## ВОПРОСЫ ПО ТЕКСТУ
(a) Определите, соответствуют ли тексту о Шестой симфонии Малера утверждения (i) «Малер сам дал Шестой симфонии название „Трагическая“», (ii) «Симфония писалась летом в местечке Майерниг» и (iii) «Мякеля сохранил в партитуре романтическую экзальтацию». Для каждого ответьте «да» или «нет» и приведите решающие слова текста точной цитатой.
(b) Скопируйте из текста о Шестой симфонии Малера фрагмент, начиная со слов «В манере дирижирования» и заканчивая словами «жестокого и непредсказуемого.».
(c) Почему, согласно тексту о Шестой симфонии Малера, название «Трагическая» не является официальным? Ответьте в одном–трех предложениях.

## ТЕКСТ УПРАЖНЕНИЯ
========================================

В манере дирижирования хрупкого юноши чудилось нечто бернстайновское: со временем, как знать, Мякеля в нового Бернстайна и вырастет — он мыслит масштабно, крупными блоками, ощущая мощное дыхание протяженной циклопической формы. Он начисто вытравил из партитуры типично малеровскую романтическую экзальтацию и сентиментальные кружева. И предложил аудитории непривычного Малера, вписанного в контекст XXI века — века жестокого и непредсказуемого.
Шестую симфонию Малера называют «Трагической», хотя это не официальное название. Малер во всяком случае его не давал, однако и не возражал, когда так называли симфонию его друзья: разумеется, у него сложилась некая внутренняя программа опуса, но он не считал нужным ее обнародовать. Симфония писалась летом, на отдыхе в Альпах в местечке Майерниг, когда в жизни Малера и его семьи внешне все было более чем благополучно: ему сопутствовал успех и на посту дирижера Венской оперы, и на композиторском поприще. И все же трудно отделаться от ощущения, что музыка Шестой уже предвещает будущие несчастья — смерть старшей дочери, неизлечимую болезнь самого Малера, войну. Герой симфонии гибнет, дух его сокрушается под натиском страшных сил, и финальный оглушительный аккорд, обрушивающийся после нескольких мгновений хрупкой тишины, звучит как коллапс всего мироздания.
Мякеля предельно заострил и подчеркнул в первой части пугающе агрессивную маршевость. На зал надвигалась хтонь, чудилось, будто, чеканя шаг, идут черные полки, за ними ползут гусеницы танков. Зловеще звучали тремоло; сокрушительные удары циклопического молота падали, сокрушая всякую надежду.

========================================

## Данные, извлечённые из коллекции
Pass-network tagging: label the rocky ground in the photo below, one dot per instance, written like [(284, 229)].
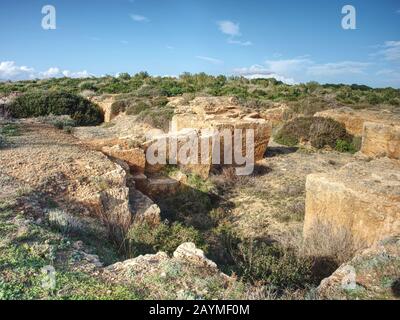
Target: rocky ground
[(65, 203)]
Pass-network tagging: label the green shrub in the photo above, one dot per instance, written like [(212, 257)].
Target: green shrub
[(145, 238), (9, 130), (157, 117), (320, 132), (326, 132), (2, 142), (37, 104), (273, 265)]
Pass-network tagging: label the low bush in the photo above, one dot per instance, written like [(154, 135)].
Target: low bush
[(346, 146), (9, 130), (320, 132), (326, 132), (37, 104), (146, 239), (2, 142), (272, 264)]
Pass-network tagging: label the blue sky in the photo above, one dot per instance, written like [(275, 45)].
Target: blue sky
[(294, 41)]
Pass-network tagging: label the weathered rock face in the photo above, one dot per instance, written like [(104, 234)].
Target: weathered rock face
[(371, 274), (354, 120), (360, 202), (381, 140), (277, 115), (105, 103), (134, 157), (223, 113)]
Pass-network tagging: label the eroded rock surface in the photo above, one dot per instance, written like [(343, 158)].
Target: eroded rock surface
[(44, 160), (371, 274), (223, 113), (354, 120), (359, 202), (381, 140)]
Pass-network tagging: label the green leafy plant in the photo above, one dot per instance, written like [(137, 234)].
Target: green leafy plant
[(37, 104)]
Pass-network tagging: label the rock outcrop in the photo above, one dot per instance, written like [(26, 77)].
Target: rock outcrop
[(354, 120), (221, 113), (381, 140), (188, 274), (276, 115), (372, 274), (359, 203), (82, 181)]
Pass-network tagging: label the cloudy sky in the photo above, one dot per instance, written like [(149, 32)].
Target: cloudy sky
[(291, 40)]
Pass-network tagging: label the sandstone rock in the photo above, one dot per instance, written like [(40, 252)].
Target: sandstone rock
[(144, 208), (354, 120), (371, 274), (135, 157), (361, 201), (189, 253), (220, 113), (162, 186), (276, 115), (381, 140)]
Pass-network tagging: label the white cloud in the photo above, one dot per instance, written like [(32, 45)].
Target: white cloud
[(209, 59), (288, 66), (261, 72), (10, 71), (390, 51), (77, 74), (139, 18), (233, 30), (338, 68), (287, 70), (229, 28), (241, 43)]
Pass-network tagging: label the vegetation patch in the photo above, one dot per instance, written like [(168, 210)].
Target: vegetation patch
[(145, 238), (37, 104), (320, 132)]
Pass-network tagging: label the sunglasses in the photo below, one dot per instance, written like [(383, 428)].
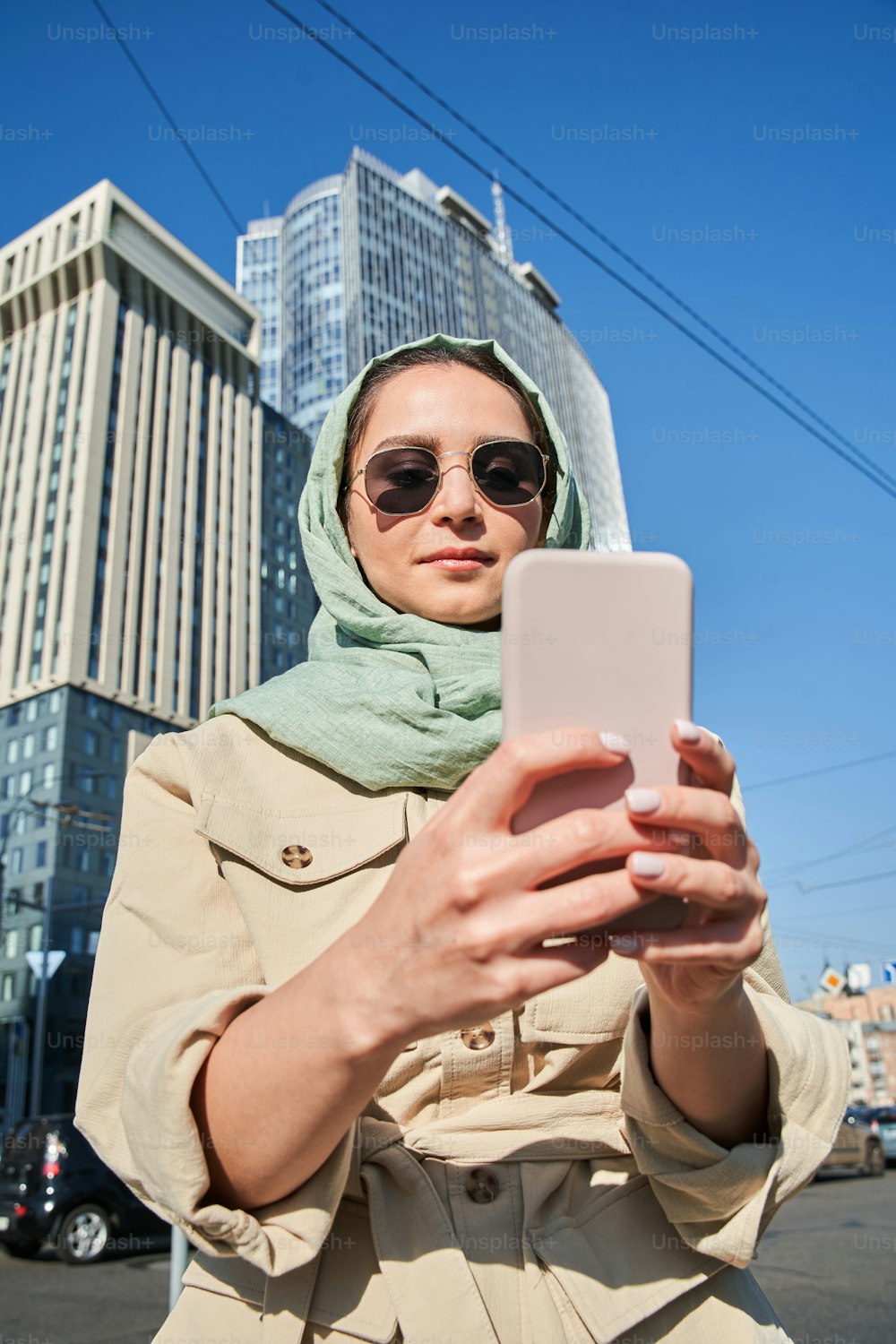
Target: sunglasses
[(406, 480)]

========================================

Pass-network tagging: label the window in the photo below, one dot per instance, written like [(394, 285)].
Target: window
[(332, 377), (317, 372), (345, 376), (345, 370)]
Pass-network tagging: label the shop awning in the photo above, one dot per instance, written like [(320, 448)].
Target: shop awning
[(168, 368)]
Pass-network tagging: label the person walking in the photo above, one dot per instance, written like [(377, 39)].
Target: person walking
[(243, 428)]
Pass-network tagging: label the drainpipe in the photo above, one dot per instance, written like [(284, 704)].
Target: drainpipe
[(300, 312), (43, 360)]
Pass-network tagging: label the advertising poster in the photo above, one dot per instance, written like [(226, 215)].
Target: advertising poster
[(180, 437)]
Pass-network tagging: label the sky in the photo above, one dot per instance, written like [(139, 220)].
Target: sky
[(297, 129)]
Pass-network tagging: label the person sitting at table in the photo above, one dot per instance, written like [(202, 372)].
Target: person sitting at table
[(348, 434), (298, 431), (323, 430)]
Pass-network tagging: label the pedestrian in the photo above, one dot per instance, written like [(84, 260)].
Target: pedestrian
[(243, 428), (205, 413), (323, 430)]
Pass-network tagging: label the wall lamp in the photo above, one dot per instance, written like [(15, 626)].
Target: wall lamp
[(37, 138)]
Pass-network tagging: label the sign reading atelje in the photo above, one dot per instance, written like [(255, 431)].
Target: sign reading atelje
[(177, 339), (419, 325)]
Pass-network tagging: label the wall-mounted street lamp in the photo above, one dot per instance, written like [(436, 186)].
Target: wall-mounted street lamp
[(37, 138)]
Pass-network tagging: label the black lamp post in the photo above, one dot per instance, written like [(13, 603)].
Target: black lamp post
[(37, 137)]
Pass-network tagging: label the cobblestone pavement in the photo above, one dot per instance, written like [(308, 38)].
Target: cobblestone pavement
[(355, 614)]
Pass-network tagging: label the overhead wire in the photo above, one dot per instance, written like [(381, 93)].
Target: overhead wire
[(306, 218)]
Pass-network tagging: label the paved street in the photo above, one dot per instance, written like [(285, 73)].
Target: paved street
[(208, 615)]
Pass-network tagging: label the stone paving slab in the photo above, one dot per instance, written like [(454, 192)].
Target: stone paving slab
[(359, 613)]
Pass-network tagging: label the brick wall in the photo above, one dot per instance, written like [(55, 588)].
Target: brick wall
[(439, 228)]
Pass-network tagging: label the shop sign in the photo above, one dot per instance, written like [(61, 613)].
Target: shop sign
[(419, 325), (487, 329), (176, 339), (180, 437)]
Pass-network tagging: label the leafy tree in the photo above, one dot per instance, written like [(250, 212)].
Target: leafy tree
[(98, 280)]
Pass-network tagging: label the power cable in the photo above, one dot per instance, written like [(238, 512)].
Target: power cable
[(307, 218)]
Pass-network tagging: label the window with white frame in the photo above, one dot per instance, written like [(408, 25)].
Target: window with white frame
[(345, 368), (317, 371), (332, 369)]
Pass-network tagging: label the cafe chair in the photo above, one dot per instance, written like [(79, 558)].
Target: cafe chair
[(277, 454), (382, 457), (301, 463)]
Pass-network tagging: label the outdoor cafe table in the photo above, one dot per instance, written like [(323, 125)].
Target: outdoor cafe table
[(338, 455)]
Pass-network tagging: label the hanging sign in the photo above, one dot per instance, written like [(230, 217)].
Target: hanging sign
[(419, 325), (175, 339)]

========================================

## ОТВЕТЫ ПО ЗАДАНИЯМ
(a)
(i) Нет: «Малер во всяком случае его не давал».
(ii) Да: «Симфония писалась летом, на отдыхе в Альпах в местечке Майерниг».
(iii) Нет: «Он начисто вытравил из партитуры типично малеровскую романтическую экзальтацию и сентиментальные кружева».

(b)
В манере дирижирования хрупкого юноши чудилось нечто бернстайновское: со временем, как знать, Мякеля в нового Бернстайна и вырастет — он мыслит масштабно, крупными блоками, ощущая мощное дыхание протяженной циклопической формы. Он начисто вытравил из партитуры типично малеровскую романтическую экзальтацию и сентиментальные кружева. И предложил аудитории непривычного Малера, вписанного в контекст XXI века — века жестокого и непредсказуемого.

(c) Малер сам этого названия не давал, а лишь не возражал, когда так симфонию называли его друзья. Внутренняя программа опуса у него была, но он не считал нужным ее обнародовать.